* **POLECENIA DO WYKONANIA**
A. Przez jakie czeskie miasto prowadziła trasa opisana we wpisie o podróży po Alpach?
B. Proszę ocenić, czy poniższe stwierdzenia są zgodne z wpisem o podróży po Alpach. Przy każdym należy odpowiedzieć „tak” lub „nie” i przytoczyć rozstrzygające słowa tekstu w niezmienionej postaci: (i) trasa sięgała regionu Jungfrau w Szwajcarii; (ii) w Niemczech panowała chłodna pogoda; (iii) rejon Hall – Wattens leży we Włoszech.
C. Proszę przytoczyć wiernie fragment wpisu o podróży po Alpach, który rozpoczyna się od słów zawierających „Pocztówki z podróży.”, a kończy na „więc co u nas?”.
___ WYBRANY TEKST ___
Z Luśką w Alpach

Pocztówki z podróży.

Hej, hej! Ten wpis to pewnego rodzaju pamiętnik, w którym zapisywaliśmy na żywo nasze refleksje z wyjazdu. Jeśli chcesz przeczytać bardziej rozwinięte wpisy z tego road tripu, kliknij TUTAJ.

Na gorąco. Prawie na żywca. I w mega wielkim skrócie.

Bo może akurat nie masz fejsa, do newslettera nie chce Ci się zapisać (ej, w sumie czemu nie? Może jednak zmienisz zdanie i klikniesz?), a przeszło Ci przez myśl dzisiaj z rana, że dawno do makulskich nie zaglądałaś. Tak po prostu, dla zabicia czasu w robocie.

No więc co u nas?

Alpy! Jeee, bejbe!

Przez czeskie Brno, do Berchtesgaden, rejon Hall – Wattens w Austrii, Południowy Tyrol we Włoszech, aż po Jungfrauregion w Szwajcarii. Zdobywamy szczyty!

Jak było w Niemczech? 27/05-30/05

Uuuupalnie! Jest lato stulecia, a my mam ze sobą zimowe kurtki… Czy ja mogę kiedyś spakować się odpowiednio do pogody?!
___ PRZEKAZANE DANE ___
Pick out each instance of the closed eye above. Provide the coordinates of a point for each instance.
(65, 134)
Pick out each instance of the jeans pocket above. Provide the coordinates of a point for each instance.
___
* **ODPOWIEDZI DO POLECEŃ**
A. Przez Brno.

B.
(i) Tak: „aż po Jungfrauregion w Szwajcarii”.
(ii) Nie: „Uuuupalnie! Jest lato stulecia”.
(iii) Nie: „rejon Hall – Wattens w Austrii”.

C.
Pocztówki z podróży.

Hej, hej! Ten wpis to pewnego rodzaju pamiętnik, w którym zapisywaliśmy na żywo nasze refleksje z wyjazdu. Jeśli chcesz przeczytać bardziej rozwinięte wpisy z tego road tripu, kliknij TUTAJ.

Na gorąco. Prawie na żywca. I w mega wielkim skrócie.

Bo może akurat nie masz fejsa, do newslettera nie chce Ci się zapisać (ej, w sumie czemu nie? Może jednak zmienisz zdanie i klikniesz?), a przeszło Ci przez myśl dzisiaj z rana, że dawno do makulskich nie zaglądałaś. Tak po prostu, dla zabicia czasu w robocie.

No więc co u nas?